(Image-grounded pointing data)
——————————

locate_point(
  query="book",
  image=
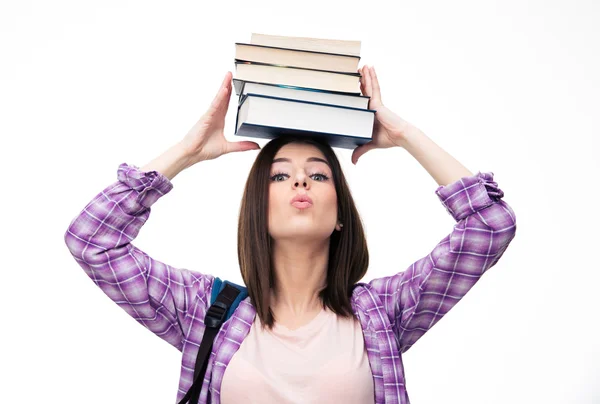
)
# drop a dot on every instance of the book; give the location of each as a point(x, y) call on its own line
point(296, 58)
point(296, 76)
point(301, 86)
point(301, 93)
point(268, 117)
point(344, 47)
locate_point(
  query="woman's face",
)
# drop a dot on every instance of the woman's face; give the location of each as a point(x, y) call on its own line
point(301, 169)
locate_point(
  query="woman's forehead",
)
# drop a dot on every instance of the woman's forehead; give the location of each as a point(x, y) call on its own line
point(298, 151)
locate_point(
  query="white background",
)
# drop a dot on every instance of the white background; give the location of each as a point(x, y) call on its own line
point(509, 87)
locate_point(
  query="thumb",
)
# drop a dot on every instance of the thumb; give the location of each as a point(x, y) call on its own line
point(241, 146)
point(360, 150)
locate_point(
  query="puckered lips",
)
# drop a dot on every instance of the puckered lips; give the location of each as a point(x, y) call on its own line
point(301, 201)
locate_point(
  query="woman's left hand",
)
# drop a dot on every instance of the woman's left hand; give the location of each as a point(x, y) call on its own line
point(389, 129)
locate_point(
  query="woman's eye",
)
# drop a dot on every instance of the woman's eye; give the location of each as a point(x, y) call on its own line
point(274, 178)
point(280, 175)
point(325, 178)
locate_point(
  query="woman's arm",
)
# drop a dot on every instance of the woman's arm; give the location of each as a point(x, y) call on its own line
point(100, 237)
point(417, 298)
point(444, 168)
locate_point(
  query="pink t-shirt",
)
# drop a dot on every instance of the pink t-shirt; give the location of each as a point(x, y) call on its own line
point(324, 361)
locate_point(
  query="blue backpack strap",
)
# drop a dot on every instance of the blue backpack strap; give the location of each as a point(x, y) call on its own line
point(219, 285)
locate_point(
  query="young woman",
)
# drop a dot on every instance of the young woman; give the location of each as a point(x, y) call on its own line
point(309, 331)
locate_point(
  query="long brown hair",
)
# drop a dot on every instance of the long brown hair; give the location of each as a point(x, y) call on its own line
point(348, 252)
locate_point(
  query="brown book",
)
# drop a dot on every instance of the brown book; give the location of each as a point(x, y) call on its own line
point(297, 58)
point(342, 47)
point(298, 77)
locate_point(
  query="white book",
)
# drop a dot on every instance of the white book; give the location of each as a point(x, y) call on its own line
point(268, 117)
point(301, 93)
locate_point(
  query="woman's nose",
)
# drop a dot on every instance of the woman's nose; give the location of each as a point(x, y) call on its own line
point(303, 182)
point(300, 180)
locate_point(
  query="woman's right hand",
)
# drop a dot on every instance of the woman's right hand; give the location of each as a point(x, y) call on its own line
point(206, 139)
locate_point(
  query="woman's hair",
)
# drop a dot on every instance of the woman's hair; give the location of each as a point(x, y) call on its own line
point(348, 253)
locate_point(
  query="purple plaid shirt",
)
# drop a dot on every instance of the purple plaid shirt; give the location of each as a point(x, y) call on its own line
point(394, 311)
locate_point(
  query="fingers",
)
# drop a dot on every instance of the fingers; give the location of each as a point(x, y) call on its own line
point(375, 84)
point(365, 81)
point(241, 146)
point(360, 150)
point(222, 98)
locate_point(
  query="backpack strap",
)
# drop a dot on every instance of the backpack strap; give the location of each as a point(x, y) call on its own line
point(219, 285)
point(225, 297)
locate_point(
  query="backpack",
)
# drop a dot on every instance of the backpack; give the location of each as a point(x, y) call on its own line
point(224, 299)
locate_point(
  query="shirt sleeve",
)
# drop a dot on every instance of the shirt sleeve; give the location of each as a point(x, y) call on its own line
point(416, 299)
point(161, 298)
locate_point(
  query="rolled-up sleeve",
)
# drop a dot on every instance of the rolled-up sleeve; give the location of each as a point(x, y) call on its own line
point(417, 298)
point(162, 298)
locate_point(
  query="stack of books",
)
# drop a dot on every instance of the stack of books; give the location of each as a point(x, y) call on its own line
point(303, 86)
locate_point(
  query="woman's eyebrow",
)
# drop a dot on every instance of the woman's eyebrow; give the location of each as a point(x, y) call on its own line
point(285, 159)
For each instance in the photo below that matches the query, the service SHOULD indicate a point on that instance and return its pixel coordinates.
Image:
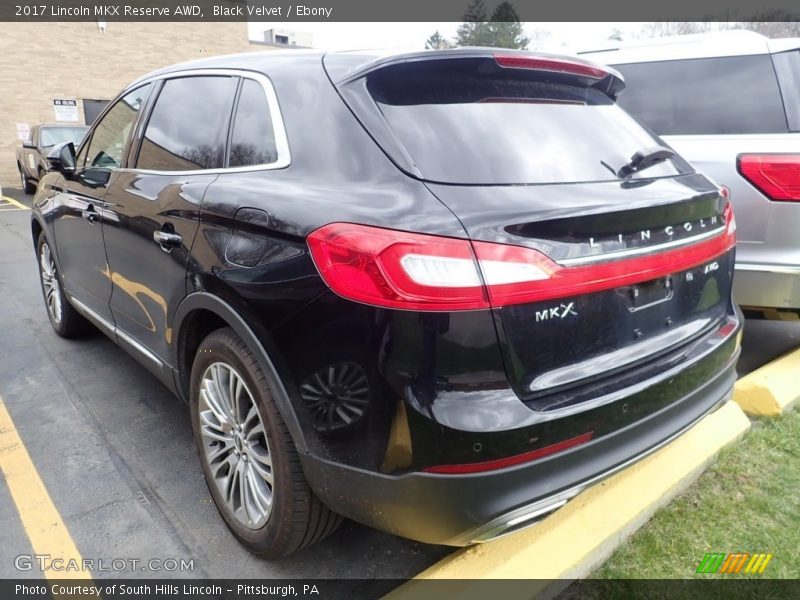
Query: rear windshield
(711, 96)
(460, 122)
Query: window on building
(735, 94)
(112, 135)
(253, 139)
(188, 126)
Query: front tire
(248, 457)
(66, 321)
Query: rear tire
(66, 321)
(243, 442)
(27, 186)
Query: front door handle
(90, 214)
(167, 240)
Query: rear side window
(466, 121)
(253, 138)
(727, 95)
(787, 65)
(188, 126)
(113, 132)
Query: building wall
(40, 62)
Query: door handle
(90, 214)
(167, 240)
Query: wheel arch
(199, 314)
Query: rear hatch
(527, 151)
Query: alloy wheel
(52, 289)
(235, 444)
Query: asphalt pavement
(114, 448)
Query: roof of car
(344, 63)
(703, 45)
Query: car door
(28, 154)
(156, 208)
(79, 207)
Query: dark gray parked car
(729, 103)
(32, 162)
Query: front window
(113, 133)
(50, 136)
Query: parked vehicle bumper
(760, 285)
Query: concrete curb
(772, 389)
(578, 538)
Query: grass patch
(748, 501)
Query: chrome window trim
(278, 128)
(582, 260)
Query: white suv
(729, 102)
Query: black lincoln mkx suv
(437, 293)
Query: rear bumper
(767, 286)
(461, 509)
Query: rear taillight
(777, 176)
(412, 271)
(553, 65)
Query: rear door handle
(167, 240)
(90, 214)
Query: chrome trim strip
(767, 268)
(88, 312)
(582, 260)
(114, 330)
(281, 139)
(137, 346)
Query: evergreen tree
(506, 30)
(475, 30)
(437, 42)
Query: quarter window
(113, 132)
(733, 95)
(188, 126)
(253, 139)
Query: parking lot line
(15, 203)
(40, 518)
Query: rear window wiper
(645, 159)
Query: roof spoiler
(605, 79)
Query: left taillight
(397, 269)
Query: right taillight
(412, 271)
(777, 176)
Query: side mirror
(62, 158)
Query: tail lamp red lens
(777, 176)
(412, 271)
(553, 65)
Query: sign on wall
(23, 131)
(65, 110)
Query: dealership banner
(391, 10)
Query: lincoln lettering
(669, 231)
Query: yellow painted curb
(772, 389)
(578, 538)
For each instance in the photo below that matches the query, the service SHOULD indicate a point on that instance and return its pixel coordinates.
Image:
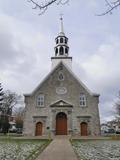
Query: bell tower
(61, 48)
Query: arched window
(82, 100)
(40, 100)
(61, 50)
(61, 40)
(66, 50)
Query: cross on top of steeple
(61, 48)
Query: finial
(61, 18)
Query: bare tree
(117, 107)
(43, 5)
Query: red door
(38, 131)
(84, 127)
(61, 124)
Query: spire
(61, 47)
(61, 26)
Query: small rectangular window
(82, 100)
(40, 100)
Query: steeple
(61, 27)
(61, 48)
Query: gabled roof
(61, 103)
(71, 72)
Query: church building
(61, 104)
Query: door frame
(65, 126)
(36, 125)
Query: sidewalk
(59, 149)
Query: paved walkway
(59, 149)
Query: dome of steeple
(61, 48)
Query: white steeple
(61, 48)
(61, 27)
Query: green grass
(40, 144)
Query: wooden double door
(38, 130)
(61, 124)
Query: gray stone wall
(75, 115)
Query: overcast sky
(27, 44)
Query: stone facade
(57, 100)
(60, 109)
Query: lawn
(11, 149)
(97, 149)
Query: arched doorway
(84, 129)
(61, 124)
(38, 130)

——————————

Activity: Would you reproduce the lines above exactly, without carrying over the pictures?

Written solution:
locate_point(
  query="book",
  image=
)
# drop a dot on every instance of the book; give the location of each as a point(x, y) call on its own line
point(296, 58)
point(296, 76)
point(301, 86)
point(301, 93)
point(268, 117)
point(344, 47)
locate_point(
  query="woman's face",
)
# drop a dot on every instance of the woman's face; give the location of each as a point(x, y) call on its own line
point(301, 169)
locate_point(
  query="woman's forehead",
)
# drop a dot on every instance of the woman's forehead; give the location of each as a point(x, y) call on its own line
point(298, 151)
locate_point(
  query="white background",
)
# drop a dot on every instance of the white background; give the location of each as a point(x, y) call on its own line
point(509, 87)
locate_point(
  query="thumb",
)
# drop a dot on every instance of the thumb; give the location of each as a point(x, y) call on its own line
point(241, 146)
point(360, 150)
locate_point(
  query="puckered lips",
)
# drop a dot on every instance of the puckered lips; give the location of each as a point(x, y) call on its own line
point(301, 201)
locate_point(
  query="woman's left hand",
)
# drop a dot on every instance of the woman's left hand; give the location of each as a point(x, y) call on its own line
point(389, 129)
locate_point(
  query="woman's eye",
)
# drop a dot on every instance of the woman's eye; give the location of each as a point(x, y) call on its own line
point(274, 178)
point(280, 175)
point(325, 178)
locate_point(
  query="woman's arm",
)
# drop a dot on every instance of the woman's arm; give the location of each as a point(x, y) call on its own line
point(100, 237)
point(417, 298)
point(444, 168)
locate_point(
  query="pink t-shirt",
)
# drop a dot on every instance of the pink t-shirt; give the location of each as a point(x, y) call on its own line
point(324, 361)
locate_point(
  query="blue backpack strap",
)
# drop a dot on every instance of the blue backpack strap; give the location of each as a point(x, y) call on its own line
point(219, 285)
locate_point(
  query="young woman",
)
# drop a dot on every instance of the young woman; give the location of each as a point(x, y) call on its own line
point(309, 331)
locate_point(
  query="long brown hair",
)
# drop a dot on every instance of the long brown hair; give the location of each as a point(x, y) call on its own line
point(348, 252)
locate_point(
  query="brown book",
)
# drop a dot on every instance of the brown book; give the location of each as a point(x, y) call on its own line
point(297, 58)
point(342, 47)
point(298, 77)
locate_point(
  query="white book",
)
# drop a dot on every instance of the white book; give the location of each as a point(x, y) call on its own line
point(268, 117)
point(301, 93)
locate_point(
  query="woman's nose",
)
# drop a dot on every instance of the woman's nose; give the location of each as a point(x, y) call on its own line
point(303, 182)
point(300, 180)
locate_point(
  query="woman's right hand",
)
# drop a dot on every instance of the woman's right hand; give the location of each as a point(x, y) call on its own line
point(206, 139)
locate_point(
  query="woman's hair",
)
# drop a dot on every instance of the woman's hair; give the location of each as a point(x, y) call on its own line
point(348, 253)
locate_point(
  query="purple plaid shirt",
)
# drop a dot on every instance of the purple plaid shirt; give the location of each as a point(x, y) call on its own line
point(394, 311)
locate_point(
  query="fingers",
)
# drop a dot on every instance of the fingers; give the location of each as a point(x, y) call on its own line
point(375, 84)
point(365, 81)
point(241, 146)
point(360, 150)
point(222, 98)
locate_point(
  query="backpack strap",
)
# drop a dot on every instance of the backpack strap; give the location of each as a point(x, y) call on its own line
point(219, 285)
point(225, 297)
locate_point(
  query="backpack",
)
# drop a dot on every instance of the backpack; give the location of each as a point(x, y) call on its own line
point(224, 299)
locate_point(
  query="shirt sleeve",
)
# drop a dot on every instance of the shirt sleeve; give the location of each as a point(x, y) call on its own line
point(416, 299)
point(161, 298)
locate_point(
  query="rolled-up sleeve",
)
# drop a dot on every instance of the rolled-up sleeve; give the location of each as a point(x, y) call on its own line
point(417, 298)
point(162, 298)
locate_point(
  query="stack of books",
)
# drop a dot on every instance of the stack of books; give the location of each as a point(x, y) call on its own line
point(303, 86)
locate_point(
  query="woman's eyebrow",
)
# drop a dot on every instance of the woman's eyebrow; give the location of each as a point(x, y) call on its own line
point(285, 159)
For each instance in the photo below that matches the query, the service SHOULD indicate a point on that instance and return its pixel coordinates.
Image:
Query: rear windshield
(711, 96)
(460, 122)
Query: window on building
(735, 94)
(112, 135)
(253, 139)
(188, 126)
Query: front tire
(248, 457)
(66, 321)
Query: rear tire
(66, 321)
(243, 442)
(27, 186)
Query: front door handle
(90, 214)
(167, 240)
Query: rear side window
(466, 121)
(253, 138)
(727, 95)
(787, 65)
(188, 126)
(113, 132)
Query: building wall
(40, 62)
Query: door handle
(90, 214)
(167, 240)
Query: wheel arch
(199, 314)
Query: rear hatch
(527, 151)
Query: alloy wheel
(52, 289)
(235, 444)
Query: asphalt pavement
(114, 448)
Query: roof of car
(344, 63)
(703, 45)
Query: car door
(28, 154)
(156, 208)
(79, 207)
Query: dark gray parked car
(729, 103)
(32, 162)
Query: front window
(113, 133)
(50, 136)
Query: parked vehicle bumper
(760, 285)
Query: concrete curb
(772, 389)
(578, 538)
Query: grass patch
(748, 501)
Query: chrome window trim
(278, 128)
(582, 260)
Query: white suv
(729, 102)
Query: black lincoln mkx suv
(437, 293)
Query: rear bumper
(767, 286)
(461, 509)
Query: rear taillight
(777, 176)
(412, 271)
(553, 65)
Query: rear door handle
(167, 240)
(90, 214)
Query: chrome trim strip
(767, 268)
(88, 312)
(582, 260)
(114, 330)
(281, 139)
(137, 346)
Query: evergreen tree
(506, 30)
(475, 30)
(437, 42)
Query: quarter window
(113, 132)
(733, 95)
(188, 126)
(253, 139)
Query: parking lot line
(15, 203)
(40, 518)
Query: rear window wiper
(645, 159)
Query: roof spoiler
(605, 79)
Query: left taillight
(397, 269)
Query: right taillight
(412, 271)
(777, 176)
Query: side mirror
(62, 158)
Query: tail lamp red lens
(777, 176)
(412, 271)
(553, 65)
Query: sign on wall
(23, 131)
(65, 110)
Query: dealership banner
(391, 10)
Query: lincoln lettering
(669, 231)
Query: yellow painted curb
(772, 389)
(578, 538)
For each instance in the photo below that matches the query, the service SHOULD indicate a point on that instance and return its pixel coordinates.
Image:
Query: bell tower
(61, 48)
Query: arched window
(82, 100)
(40, 100)
(61, 50)
(61, 40)
(66, 50)
Query: cross on top of steeple
(61, 48)
Query: finial
(61, 18)
Query: bare tree
(117, 107)
(43, 5)
Query: red door
(38, 131)
(84, 127)
(61, 124)
Query: spire
(61, 47)
(61, 26)
Query: small rectangular window
(82, 100)
(40, 100)
Query: steeple
(61, 27)
(61, 48)
Query: gabled roof
(61, 103)
(71, 72)
Query: church building
(61, 104)
Query: door frame
(65, 126)
(36, 125)
Query: sidewalk
(59, 149)
Query: paved walkway
(59, 149)
Query: dome of steeple
(61, 48)
Query: white steeple
(61, 48)
(61, 27)
Query: green grass
(40, 144)
Query: wooden double door
(38, 130)
(61, 124)
Query: gray stone wall
(75, 115)
Query: overcast sky
(27, 44)
Query: stone facade
(57, 100)
(60, 109)
Query: lawn
(11, 149)
(97, 149)
Query: arched doorway
(84, 129)
(61, 124)
(38, 130)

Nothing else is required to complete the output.